= ABOUT THIS EXERCISE =
From the line with "point(611, 117)" to the line with "point(589, 294)", retype every line exactly, including those two, and leave out the rest of the data below.

= = =

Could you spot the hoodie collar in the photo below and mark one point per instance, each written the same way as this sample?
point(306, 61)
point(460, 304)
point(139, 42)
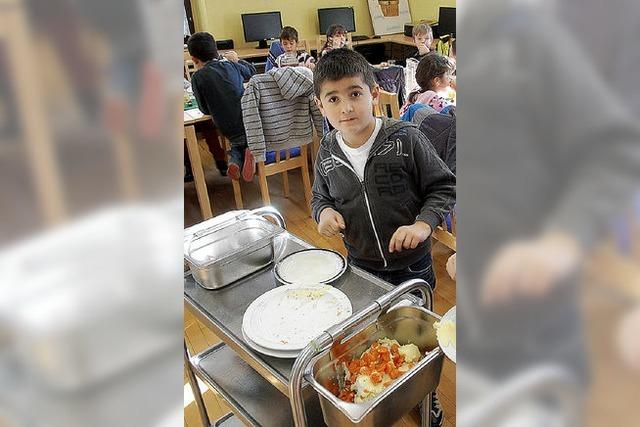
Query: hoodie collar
point(389, 127)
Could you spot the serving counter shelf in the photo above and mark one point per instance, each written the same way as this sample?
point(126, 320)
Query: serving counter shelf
point(253, 400)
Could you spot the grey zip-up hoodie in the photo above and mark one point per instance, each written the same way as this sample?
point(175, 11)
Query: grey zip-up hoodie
point(404, 181)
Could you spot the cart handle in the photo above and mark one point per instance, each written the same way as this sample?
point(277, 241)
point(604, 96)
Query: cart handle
point(339, 331)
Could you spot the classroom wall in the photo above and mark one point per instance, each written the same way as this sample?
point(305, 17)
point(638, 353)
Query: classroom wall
point(222, 17)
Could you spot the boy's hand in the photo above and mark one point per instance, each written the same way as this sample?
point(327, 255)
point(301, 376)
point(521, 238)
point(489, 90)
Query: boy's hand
point(530, 268)
point(628, 342)
point(409, 236)
point(331, 222)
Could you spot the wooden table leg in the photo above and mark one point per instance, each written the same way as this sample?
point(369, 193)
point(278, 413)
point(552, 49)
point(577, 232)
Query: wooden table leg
point(198, 172)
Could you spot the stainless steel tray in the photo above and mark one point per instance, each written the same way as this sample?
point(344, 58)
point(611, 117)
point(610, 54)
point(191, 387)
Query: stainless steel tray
point(406, 325)
point(316, 363)
point(228, 250)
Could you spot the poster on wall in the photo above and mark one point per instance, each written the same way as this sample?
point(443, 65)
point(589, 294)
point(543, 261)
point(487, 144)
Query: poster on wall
point(389, 16)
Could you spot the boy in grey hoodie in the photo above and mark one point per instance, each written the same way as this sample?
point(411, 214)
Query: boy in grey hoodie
point(379, 182)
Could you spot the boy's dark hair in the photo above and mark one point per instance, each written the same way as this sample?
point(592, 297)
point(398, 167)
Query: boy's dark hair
point(289, 33)
point(340, 63)
point(335, 29)
point(431, 65)
point(422, 28)
point(202, 45)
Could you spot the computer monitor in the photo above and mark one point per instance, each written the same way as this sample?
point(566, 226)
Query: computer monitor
point(447, 21)
point(260, 27)
point(336, 15)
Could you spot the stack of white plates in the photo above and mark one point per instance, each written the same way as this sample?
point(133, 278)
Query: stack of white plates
point(312, 266)
point(284, 320)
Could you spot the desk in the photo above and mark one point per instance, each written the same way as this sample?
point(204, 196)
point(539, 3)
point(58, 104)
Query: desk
point(191, 117)
point(250, 53)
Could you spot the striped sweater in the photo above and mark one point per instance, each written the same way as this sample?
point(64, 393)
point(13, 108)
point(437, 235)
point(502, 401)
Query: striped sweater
point(278, 110)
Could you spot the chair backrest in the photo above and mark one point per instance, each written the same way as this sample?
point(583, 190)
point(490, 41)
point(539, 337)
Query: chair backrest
point(387, 105)
point(322, 39)
point(303, 45)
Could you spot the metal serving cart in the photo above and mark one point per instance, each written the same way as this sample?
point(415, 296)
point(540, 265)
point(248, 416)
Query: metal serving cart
point(268, 391)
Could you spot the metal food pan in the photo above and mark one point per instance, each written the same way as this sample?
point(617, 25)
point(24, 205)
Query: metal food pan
point(406, 325)
point(227, 252)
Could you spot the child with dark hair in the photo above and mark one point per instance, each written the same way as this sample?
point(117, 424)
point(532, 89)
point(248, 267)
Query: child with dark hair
point(422, 37)
point(336, 38)
point(433, 77)
point(218, 86)
point(291, 57)
point(378, 181)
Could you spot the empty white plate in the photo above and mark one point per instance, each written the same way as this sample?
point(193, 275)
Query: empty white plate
point(281, 354)
point(310, 266)
point(289, 317)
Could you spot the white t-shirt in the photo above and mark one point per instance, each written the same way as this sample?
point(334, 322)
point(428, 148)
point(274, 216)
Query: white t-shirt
point(358, 156)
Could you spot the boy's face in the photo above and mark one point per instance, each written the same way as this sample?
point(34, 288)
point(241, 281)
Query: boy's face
point(422, 39)
point(338, 40)
point(289, 46)
point(348, 104)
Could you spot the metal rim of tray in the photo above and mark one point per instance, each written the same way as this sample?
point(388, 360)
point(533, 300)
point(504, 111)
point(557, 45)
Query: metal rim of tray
point(335, 277)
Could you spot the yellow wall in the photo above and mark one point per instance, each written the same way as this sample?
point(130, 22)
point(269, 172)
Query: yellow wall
point(222, 17)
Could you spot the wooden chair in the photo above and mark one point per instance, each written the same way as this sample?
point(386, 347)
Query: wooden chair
point(387, 105)
point(282, 166)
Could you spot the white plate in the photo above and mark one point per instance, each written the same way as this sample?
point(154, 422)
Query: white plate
point(288, 354)
point(449, 350)
point(289, 317)
point(310, 266)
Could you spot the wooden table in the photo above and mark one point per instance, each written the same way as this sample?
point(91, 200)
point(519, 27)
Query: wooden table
point(191, 117)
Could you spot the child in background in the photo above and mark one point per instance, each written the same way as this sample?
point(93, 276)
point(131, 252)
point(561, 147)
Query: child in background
point(377, 180)
point(336, 38)
point(433, 76)
point(423, 38)
point(291, 57)
point(218, 86)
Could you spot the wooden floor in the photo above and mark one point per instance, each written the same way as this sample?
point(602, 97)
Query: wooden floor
point(299, 223)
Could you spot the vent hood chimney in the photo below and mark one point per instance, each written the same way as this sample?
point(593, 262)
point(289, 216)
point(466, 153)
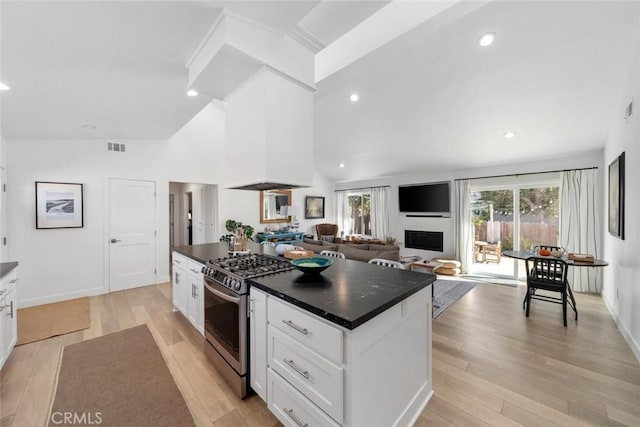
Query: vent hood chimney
point(269, 134)
point(266, 81)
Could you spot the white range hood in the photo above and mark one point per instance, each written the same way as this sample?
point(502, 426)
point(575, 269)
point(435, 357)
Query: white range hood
point(265, 80)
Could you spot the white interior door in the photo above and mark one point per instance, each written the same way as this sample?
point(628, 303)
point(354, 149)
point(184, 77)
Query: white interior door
point(132, 233)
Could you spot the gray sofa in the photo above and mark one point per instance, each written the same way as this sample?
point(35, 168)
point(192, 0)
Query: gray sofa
point(356, 251)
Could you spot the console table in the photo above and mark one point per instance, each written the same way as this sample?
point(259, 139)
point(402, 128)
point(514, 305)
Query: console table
point(284, 237)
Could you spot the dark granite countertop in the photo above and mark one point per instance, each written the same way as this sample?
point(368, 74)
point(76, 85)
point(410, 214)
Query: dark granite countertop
point(207, 251)
point(348, 293)
point(6, 267)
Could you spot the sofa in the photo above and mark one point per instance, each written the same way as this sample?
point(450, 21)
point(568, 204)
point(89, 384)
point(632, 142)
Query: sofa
point(356, 251)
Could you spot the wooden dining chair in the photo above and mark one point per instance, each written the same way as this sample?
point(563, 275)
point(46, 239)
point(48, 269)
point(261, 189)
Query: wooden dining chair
point(386, 263)
point(548, 274)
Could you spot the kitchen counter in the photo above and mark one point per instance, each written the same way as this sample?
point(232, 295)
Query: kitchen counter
point(348, 293)
point(6, 267)
point(207, 251)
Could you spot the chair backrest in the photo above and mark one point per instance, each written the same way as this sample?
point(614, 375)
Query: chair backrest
point(332, 254)
point(550, 248)
point(546, 271)
point(386, 263)
point(326, 230)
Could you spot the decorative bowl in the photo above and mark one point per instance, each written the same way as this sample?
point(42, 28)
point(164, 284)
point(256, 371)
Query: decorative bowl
point(312, 265)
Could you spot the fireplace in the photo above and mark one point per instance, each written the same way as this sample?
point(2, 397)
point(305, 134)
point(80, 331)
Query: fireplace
point(425, 240)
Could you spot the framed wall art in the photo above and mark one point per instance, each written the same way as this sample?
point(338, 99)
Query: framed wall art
point(313, 207)
point(616, 197)
point(59, 205)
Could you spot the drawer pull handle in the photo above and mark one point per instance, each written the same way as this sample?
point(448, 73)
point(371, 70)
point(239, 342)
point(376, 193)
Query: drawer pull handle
point(296, 368)
point(294, 418)
point(296, 327)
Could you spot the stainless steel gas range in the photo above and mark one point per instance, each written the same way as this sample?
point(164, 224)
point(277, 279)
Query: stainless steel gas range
point(225, 311)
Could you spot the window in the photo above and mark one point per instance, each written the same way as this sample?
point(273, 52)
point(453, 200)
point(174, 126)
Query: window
point(358, 214)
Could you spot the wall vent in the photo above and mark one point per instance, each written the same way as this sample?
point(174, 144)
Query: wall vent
point(628, 111)
point(115, 146)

= = =

= TASK ANSWER =
point(611, 117)
point(610, 54)
point(191, 387)
Query: stainless steel tray
point(406, 325)
point(316, 363)
point(228, 250)
Could you spot the poster on wall in the photo above and mark one point per instance, each written the same way as this sample?
point(443, 65)
point(589, 294)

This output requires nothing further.